**PASSAGE GIVEN**
# Code by TCE team at Qur'an QA 2023 shared task B

# Installation

I use [rclone](https://rclone.org/) to access my drive without asking for permission everytime.
The code accesses a file called colab4 which has my drive access token, you may replicate this on your side or just ignore this altogether and download files manually.  

In [None]:
!lscpu
!nvidia-smi
!free -g

In [None]:
!curl https://rclone.org/install.sh | bash 2> null 1>null

In [None]:
import os
os.environ["TOKENIZERS_PARALLELISM"] = "false"
os.environ["WANDB_DISABLED"] = "true"

In [None]:
!rclone

## Clone repo and prepare the datasets

In [None]:
repo_url = f"https://github.com/mohammed-elkomy/TCE-QQA2023-TASK-B"

**INPUT MATERIAL**
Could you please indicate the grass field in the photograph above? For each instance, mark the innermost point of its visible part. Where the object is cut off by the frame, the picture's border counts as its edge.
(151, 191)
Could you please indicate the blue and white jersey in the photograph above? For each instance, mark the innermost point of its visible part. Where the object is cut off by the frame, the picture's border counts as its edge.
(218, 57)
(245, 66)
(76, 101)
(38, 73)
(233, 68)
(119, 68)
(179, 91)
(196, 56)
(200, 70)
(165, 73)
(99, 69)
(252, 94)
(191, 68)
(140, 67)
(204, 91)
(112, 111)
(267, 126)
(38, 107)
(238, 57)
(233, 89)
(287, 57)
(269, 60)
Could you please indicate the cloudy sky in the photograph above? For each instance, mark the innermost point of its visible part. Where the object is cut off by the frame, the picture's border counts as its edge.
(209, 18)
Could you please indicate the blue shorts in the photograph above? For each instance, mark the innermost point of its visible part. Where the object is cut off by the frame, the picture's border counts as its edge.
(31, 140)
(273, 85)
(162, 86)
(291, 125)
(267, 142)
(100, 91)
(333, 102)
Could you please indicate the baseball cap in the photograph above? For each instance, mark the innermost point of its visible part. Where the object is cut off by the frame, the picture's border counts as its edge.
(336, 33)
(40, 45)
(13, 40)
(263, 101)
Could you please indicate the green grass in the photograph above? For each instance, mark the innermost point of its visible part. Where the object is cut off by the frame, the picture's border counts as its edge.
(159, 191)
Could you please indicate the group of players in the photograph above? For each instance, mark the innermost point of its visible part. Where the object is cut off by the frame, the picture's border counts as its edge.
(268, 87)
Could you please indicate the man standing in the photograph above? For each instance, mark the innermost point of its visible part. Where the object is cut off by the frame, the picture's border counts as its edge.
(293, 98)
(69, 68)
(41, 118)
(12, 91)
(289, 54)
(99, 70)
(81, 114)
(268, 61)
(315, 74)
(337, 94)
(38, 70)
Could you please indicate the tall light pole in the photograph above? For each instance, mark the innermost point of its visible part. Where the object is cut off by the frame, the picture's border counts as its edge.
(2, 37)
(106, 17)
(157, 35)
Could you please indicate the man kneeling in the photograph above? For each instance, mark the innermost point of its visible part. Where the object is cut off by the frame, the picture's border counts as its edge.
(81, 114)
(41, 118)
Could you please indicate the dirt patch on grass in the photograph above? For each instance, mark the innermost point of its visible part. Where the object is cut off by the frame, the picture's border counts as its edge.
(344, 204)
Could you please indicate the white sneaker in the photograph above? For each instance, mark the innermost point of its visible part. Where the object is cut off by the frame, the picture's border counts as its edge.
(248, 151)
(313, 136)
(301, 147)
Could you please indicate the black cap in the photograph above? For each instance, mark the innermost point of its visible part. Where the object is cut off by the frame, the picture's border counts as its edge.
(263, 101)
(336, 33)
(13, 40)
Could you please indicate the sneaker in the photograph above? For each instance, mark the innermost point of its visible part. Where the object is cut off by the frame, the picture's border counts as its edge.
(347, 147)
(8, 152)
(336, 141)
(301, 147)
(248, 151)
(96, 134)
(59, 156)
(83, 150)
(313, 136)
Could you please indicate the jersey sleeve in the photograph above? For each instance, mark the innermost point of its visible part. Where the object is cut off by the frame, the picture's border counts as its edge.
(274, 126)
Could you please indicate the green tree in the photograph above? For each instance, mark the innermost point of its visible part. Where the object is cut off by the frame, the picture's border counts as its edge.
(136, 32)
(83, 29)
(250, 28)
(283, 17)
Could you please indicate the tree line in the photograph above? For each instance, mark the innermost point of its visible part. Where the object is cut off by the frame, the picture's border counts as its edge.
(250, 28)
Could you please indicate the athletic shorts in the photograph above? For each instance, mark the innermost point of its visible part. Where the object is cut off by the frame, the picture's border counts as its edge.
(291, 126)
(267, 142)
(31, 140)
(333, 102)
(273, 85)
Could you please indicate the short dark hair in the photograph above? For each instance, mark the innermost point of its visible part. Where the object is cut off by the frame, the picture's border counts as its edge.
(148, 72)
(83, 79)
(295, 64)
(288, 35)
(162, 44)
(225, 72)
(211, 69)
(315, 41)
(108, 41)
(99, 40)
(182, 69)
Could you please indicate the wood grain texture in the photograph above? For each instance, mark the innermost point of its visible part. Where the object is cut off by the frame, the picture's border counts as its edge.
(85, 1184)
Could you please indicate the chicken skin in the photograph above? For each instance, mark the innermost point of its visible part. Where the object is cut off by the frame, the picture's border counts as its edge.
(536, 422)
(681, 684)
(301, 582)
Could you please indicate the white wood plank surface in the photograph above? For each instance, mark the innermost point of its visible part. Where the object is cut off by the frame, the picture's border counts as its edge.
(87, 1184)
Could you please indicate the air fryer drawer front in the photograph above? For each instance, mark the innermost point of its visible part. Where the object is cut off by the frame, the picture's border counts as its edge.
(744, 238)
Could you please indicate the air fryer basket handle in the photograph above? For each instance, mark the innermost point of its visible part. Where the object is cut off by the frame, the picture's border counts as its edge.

**PROBLEMS TO SOLVE**
1. Answer these from the installation notes:
(a) Which tool does the author use to reach the drive without granting permission every time?
(b) What is the name of the file that holds the drive access token?
(c) What value is the environment variable WANDB_DISABLED given?
2. List every line of the listing that contains the string "tree", matching case exactly.
The text and the listing were drawn from separate, unrelated sources.

**THE RESPONSES**
1.
(a) rclone
(b) colab4
(c) "true"

2.
Could you please indicate the green tree in the photograph above? For each instance, mark the innermost point of its visible part. Where the object is cut off by the frame, the picture's border counts as its edge.
Could you please indicate the tree line in the photograph above? For each instance, mark the innermost point of its visible part. Where the object is cut off by the frame, the picture's border counts as its edge.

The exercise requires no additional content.